**Your objective**:
Could every line of the listing be output exactly, with the pictures skipped?

-----

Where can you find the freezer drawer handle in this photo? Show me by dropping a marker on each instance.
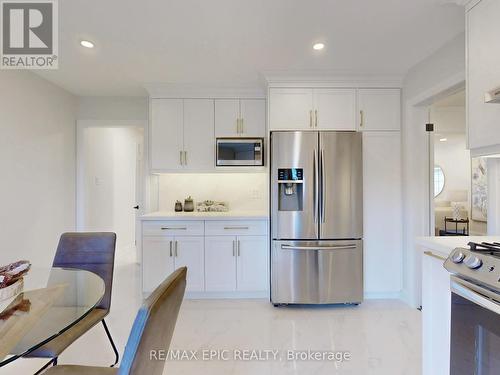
(340, 247)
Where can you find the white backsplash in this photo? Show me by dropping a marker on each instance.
(242, 191)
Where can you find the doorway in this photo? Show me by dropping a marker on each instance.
(453, 185)
(109, 182)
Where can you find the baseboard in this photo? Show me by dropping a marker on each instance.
(227, 295)
(383, 295)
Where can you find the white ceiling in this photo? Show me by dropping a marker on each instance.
(230, 42)
(454, 100)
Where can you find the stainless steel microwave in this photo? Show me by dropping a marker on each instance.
(238, 152)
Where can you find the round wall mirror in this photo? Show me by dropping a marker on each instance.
(438, 180)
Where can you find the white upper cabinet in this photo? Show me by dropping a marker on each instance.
(483, 73)
(290, 108)
(334, 109)
(166, 133)
(253, 117)
(240, 118)
(199, 147)
(379, 109)
(227, 117)
(182, 134)
(312, 109)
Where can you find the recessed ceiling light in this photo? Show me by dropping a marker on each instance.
(87, 44)
(318, 46)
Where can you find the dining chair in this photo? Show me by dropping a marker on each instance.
(151, 333)
(94, 252)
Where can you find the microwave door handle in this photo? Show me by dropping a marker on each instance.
(475, 294)
(333, 247)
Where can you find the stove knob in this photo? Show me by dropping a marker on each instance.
(473, 262)
(458, 257)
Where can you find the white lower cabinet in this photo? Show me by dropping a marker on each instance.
(163, 255)
(220, 264)
(252, 263)
(157, 261)
(236, 263)
(436, 315)
(189, 252)
(222, 257)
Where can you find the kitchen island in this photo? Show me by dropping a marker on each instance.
(436, 299)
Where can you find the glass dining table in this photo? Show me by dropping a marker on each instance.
(36, 316)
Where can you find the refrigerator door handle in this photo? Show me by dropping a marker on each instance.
(339, 247)
(323, 186)
(316, 186)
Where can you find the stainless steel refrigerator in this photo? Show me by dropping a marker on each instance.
(316, 218)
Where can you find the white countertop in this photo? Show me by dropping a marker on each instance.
(445, 245)
(230, 215)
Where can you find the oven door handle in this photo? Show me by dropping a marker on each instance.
(476, 294)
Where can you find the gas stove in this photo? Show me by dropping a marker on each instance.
(479, 264)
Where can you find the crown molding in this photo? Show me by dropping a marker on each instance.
(186, 91)
(332, 79)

-----

**Result of this task**:
Where can you find the freezer drawer handle in this photo? Show me by dropping a marker on each instance.
(340, 247)
Where can you find the white backsplash in this photo? Show me by dropping a marker on each instance.
(242, 191)
Where can you find the doorway in this photo? Show me by dropping a marker on each instance.
(453, 185)
(109, 182)
Where can you find the baseboard in this photo? Show me by dropping a marker on each instance.
(227, 295)
(383, 295)
Where can you find the white ceiling in this photo? Show me by dropping a marker on each instance.
(230, 42)
(454, 100)
Where can you find the stainless steel microwave in this photo? Show me by dropping a marker on each instance.
(238, 152)
Where can you find the round wall mirror in this photo? Show me by dropping a marker on each instance.
(438, 180)
Where can you find the white upper cabinet in this photo? Show me by dropping a marker on each instance.
(483, 73)
(290, 108)
(334, 109)
(166, 133)
(253, 117)
(240, 118)
(199, 147)
(379, 109)
(227, 117)
(182, 134)
(312, 109)
Where can you find the recessed ceiling light in this photo? Show me by dropping a marker on each instance.
(87, 44)
(318, 46)
Where can you find the dining chair in this photo? Show me by dropping a marker on each instance.
(151, 333)
(94, 252)
Where can you find the microwave door handle in this photo? Show me by dropping a marker on each instance.
(475, 294)
(333, 247)
Where can you find the stove knob in this photo? Show me by dropping a marker on each instance.
(473, 262)
(458, 257)
Where can you find the white lower cabinet in this photo? Show me by dropping a marker on each instance.
(163, 255)
(220, 264)
(252, 263)
(157, 261)
(236, 263)
(436, 315)
(189, 252)
(222, 257)
Where can you find the kitchen island in this photo? Show me by dropping a marker on each instance.
(436, 299)
Where can you find the glass dining table in this photo? Show me by dropping a marker on each instance.
(36, 316)
Where can you find the refrigerator door handle in this photo? Show me by dropping a marker on each instance.
(339, 247)
(323, 186)
(316, 186)
Where can you find the stainless steel refrigerator in this photo? Show me by dropping a marker on each instance.
(316, 218)
Where can you find the white countertop in this photo? Show me by dropping a marker on each instance.
(445, 245)
(230, 215)
Where can you find the oven door handle in this photo? Show me by dropping a marker on each instance.
(476, 294)
Where can you find the gas stove in this photo? Show me by dropping a marker on each instance.
(479, 264)
Where can you find the crown molding in this photo? Show me by dropping a marker on each instance.
(186, 91)
(332, 79)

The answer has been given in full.